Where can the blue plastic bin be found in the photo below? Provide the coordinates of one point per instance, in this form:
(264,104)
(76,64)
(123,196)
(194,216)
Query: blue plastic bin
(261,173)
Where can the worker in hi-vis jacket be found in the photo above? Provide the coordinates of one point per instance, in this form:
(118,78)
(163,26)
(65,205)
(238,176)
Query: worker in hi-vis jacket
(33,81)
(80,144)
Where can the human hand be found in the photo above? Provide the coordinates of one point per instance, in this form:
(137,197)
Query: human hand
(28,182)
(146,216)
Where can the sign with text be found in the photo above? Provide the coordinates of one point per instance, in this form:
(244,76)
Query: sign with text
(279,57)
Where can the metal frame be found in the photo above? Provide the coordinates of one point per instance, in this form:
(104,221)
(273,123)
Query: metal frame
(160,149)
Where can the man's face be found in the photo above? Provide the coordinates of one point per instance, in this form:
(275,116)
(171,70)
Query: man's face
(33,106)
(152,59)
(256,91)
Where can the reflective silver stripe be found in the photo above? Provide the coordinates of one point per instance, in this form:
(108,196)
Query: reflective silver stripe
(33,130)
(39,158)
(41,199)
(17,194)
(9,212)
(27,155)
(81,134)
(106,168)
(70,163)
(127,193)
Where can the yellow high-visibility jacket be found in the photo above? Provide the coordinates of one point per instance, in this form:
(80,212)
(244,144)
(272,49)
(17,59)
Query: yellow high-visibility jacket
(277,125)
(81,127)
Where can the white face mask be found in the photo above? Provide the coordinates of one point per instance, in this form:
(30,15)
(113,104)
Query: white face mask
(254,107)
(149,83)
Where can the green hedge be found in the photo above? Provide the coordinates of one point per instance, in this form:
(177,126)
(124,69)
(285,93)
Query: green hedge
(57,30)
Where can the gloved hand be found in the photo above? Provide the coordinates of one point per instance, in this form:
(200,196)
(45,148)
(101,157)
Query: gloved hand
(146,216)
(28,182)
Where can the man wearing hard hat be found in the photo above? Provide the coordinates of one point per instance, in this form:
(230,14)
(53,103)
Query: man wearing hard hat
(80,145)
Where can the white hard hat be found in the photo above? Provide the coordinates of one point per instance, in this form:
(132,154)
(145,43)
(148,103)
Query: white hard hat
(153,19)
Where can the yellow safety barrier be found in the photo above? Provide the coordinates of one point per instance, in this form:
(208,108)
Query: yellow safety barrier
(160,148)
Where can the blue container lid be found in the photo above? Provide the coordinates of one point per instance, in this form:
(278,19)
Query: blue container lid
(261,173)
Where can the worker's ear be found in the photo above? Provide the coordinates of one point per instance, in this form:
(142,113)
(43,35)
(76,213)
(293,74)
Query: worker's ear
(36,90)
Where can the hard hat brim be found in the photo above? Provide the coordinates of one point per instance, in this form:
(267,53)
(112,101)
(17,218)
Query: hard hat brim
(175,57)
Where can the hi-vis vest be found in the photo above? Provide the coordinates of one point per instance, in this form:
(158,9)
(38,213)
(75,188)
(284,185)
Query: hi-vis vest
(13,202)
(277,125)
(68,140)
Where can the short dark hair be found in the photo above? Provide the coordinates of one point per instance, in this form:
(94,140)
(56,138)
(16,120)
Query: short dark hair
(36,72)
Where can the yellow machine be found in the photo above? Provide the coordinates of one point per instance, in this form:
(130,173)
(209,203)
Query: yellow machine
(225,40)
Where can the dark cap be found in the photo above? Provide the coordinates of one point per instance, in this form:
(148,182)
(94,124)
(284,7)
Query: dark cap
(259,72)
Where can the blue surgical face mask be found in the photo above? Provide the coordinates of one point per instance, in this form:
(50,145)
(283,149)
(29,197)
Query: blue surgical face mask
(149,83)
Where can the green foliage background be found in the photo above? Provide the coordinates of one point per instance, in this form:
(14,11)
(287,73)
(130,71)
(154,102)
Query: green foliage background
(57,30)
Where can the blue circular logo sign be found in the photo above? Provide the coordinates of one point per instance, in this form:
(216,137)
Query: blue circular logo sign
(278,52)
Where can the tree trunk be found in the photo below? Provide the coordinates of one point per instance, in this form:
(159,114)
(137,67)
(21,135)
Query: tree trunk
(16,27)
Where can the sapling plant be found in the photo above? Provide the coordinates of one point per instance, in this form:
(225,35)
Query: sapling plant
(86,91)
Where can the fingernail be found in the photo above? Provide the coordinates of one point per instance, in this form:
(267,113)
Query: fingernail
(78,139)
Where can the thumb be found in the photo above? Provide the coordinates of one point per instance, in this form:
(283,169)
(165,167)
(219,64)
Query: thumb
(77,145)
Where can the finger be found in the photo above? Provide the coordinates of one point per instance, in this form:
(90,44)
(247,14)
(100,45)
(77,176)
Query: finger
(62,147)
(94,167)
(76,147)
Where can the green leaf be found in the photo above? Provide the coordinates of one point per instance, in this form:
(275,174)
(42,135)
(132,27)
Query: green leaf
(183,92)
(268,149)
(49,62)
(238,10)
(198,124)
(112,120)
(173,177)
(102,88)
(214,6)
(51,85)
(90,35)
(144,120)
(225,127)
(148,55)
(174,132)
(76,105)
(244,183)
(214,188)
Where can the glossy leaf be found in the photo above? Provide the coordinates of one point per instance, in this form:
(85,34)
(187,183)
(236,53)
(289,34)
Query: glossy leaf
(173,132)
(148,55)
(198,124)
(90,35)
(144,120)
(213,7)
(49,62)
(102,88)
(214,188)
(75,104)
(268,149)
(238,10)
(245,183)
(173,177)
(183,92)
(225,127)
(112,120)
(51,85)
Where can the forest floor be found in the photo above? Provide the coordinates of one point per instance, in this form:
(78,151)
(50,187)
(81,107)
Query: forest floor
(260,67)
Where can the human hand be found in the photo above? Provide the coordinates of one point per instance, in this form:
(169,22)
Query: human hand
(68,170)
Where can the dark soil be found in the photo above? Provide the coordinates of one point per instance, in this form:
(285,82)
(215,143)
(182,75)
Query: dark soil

• • • • • • •

Set exercise
Transcribe every line of the data, exactly as it stands.

Answer to this problem
Where can the blue plastic bin be found in the photo below? Provide the coordinates of one point per instance, in this form:
(264,104)
(76,64)
(123,196)
(194,216)
Query: blue plastic bin
(261,173)
Where can the worker in hi-vis jacket be found in the photo above? Provide the coordinates of one point per instance, in this form:
(118,78)
(163,26)
(65,205)
(238,176)
Query: worker in hi-vis jacket
(33,81)
(80,144)
Where can the human hand be found in the photo above? Provide the coordinates of one point per instance, in this form:
(137,197)
Query: human hand
(28,182)
(146,216)
Where can the sign with text be found in the photo above? Provide the coordinates of one point per instance, in this form:
(244,76)
Query: sign with text
(279,57)
Where can the metal frame be found in the photo above? Provide the coordinates of one point per instance, in this form:
(104,221)
(273,123)
Query: metal frame
(160,149)
Where can the man's face be found in the photo above? Provide the coordinates of one point per instance, in this form:
(275,116)
(171,70)
Query: man's face
(33,106)
(152,59)
(256,91)
Where can the reflective silver stripe be found in the photo above? Provide the coordinates of one point per instance, in this form:
(108,196)
Query: reflective silver stripe
(33,130)
(39,158)
(41,199)
(17,194)
(9,212)
(27,155)
(81,134)
(106,168)
(70,163)
(127,193)
Where can the yellow high-visibility jacket be found in the photo above? Provide the coordinates of one point per instance, in this form:
(80,212)
(244,144)
(272,49)
(17,59)
Query: yellow high-visibility jacket
(277,125)
(81,127)
Where can the white face mask be found in the photo above? Provide the coordinates of one point per instance, in this form:
(30,15)
(113,104)
Query: white face mask
(254,107)
(149,83)
Where can the green hedge be found in the photo above? Provide the coordinates of one point per instance, in this form:
(177,126)
(124,69)
(285,93)
Query: green hedge
(57,30)
Where can the gloved hand be found in the photo above? Provide the coordinates of one point per instance, in this form:
(200,196)
(45,148)
(101,157)
Query: gloved hand
(146,216)
(28,182)
Where can the man wearing hard hat be found in the photo above? Provide the coordinates of one point per instance, in this form:
(230,14)
(53,103)
Query: man wearing hard hat
(80,145)
Where can the white hard hat be found in the photo above? Provide the coordinates of one point per instance, in this form:
(132,154)
(145,43)
(148,103)
Query: white hard hat
(153,19)
Where can the yellow safety barrier be found in the photo above? Provide the coordinates of one point per instance, in this form:
(208,108)
Query: yellow safety barrier
(160,148)
Where can the blue container lid be found in the photo above? Provide the coordinates of one point per instance, in this form:
(278,19)
Query: blue container lid
(261,173)
Where can the worker's ear be found in the photo above? Provide the coordinates of one point per instance, in this form:
(142,113)
(43,35)
(76,213)
(293,74)
Query: worker's ear
(36,90)
Where can the hard hat brim be found in the photo above? Provide the coordinates of one point per instance, in this form:
(267,53)
(112,101)
(17,218)
Query: hard hat brim
(175,57)
Where can the hi-vis vest be found in the photo above? Provide the coordinates of one point per instance, in this form:
(158,9)
(38,213)
(75,188)
(284,185)
Query: hi-vis vest
(13,202)
(277,125)
(68,140)
Where can the short dark hair be found in the photo above? Provide the coordinates of one point per instance, in this form:
(94,140)
(56,138)
(16,120)
Query: short dark hair
(36,72)
Where can the yellow machine be found in the photo above? Provide the coordinates of one point per instance, in this form:
(130,173)
(209,203)
Query: yellow machine
(225,40)
Where can the dark cap be found in the photo above? Provide the coordinates of one point per instance, in this form:
(148,182)
(94,124)
(284,7)
Query: dark cap
(259,72)
Where can the blue surgical face mask be found in the photo above? Provide the coordinates of one point per instance, in this form:
(50,145)
(283,149)
(29,197)
Query: blue surgical face mask
(149,83)
Where can the green foliage background be found in the photo above? Provide the coordinates of one point per instance, in this form:
(14,11)
(287,73)
(130,71)
(154,102)
Query: green foliage background
(57,30)
Where can the blue circular logo sign be found in the photo above? Provide the coordinates of one point per instance, in this form:
(216,137)
Query: blue circular logo sign
(278,52)
Where can the tree trunk be found in the photo below? Provide the coordinates of one point per instance, in this form:
(159,114)
(137,67)
(21,135)
Query: tree trunk
(16,27)
Where can the sapling plant be found in the photo above? Provide the coordinates of one point per instance, in this form:
(225,35)
Query: sapling plant
(86,91)
Where can the fingernail be found in the photo above? Provide the coordinates of one point per instance, in this form:
(267,113)
Query: fingernail
(78,139)
Where can the thumb be found in the photo above? Provide the coordinates of one point per instance, in this form:
(283,169)
(165,167)
(219,64)
Query: thumb
(77,145)
Where can the finger be found in the photo above? Provide the coordinates of one point per instance, in this form:
(90,44)
(247,14)
(100,45)
(77,176)
Query: finger
(62,147)
(94,167)
(76,147)
Where can the green leaf be found in the photo above? Provide the coordinates of one point per instance, in this form:
(275,174)
(42,135)
(132,27)
Query: green leaf
(183,92)
(268,149)
(49,62)
(238,10)
(198,124)
(112,120)
(173,177)
(102,88)
(214,6)
(51,85)
(90,35)
(144,120)
(225,127)
(148,55)
(174,132)
(76,105)
(244,183)
(214,188)
Where can the glossy leaf be found in the photo above? Provide the coordinates of one point per instance, in this form:
(85,34)
(187,183)
(236,53)
(289,34)
Query: glossy leaf
(173,132)
(148,55)
(198,124)
(90,35)
(144,120)
(213,7)
(49,62)
(102,88)
(214,188)
(75,104)
(268,149)
(238,10)
(245,183)
(173,177)
(183,92)
(225,127)
(112,120)
(51,85)
Where can the forest floor be found in the photo above? Provide the coordinates of one point per instance, in this form:
(78,151)
(50,187)
(81,107)
Query: forest floor
(260,67)
Where can the human hand be found in the photo above? Provide the coordinates of one point per instance, in this form:
(169,22)
Query: human hand
(68,170)
Where can the dark soil be found in the photo above? Provide the coordinates of one point per instance, in this form:
(285,82)
(215,143)
(182,75)
Query: dark soil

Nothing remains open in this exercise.